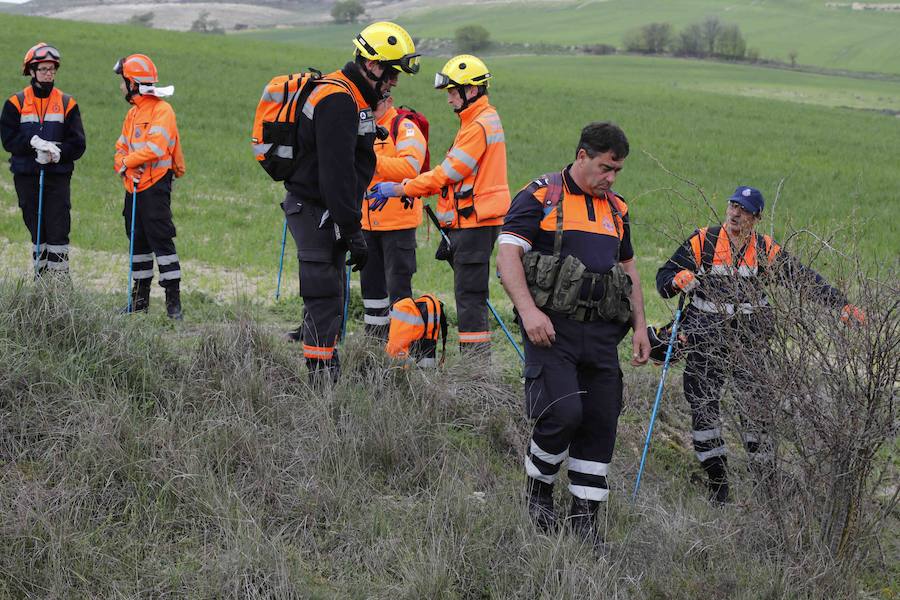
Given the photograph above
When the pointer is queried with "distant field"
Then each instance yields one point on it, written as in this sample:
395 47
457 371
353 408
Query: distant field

_ _ _ _

_Instructions for the task_
Apart from the pictures, set down all the entries above exactly.

_Task response_
Given the photograph above
When the pointer is queried with "distant field"
Then each instance yields one point on it, written as in this sample:
395 47
457 371
353 408
Query: distant field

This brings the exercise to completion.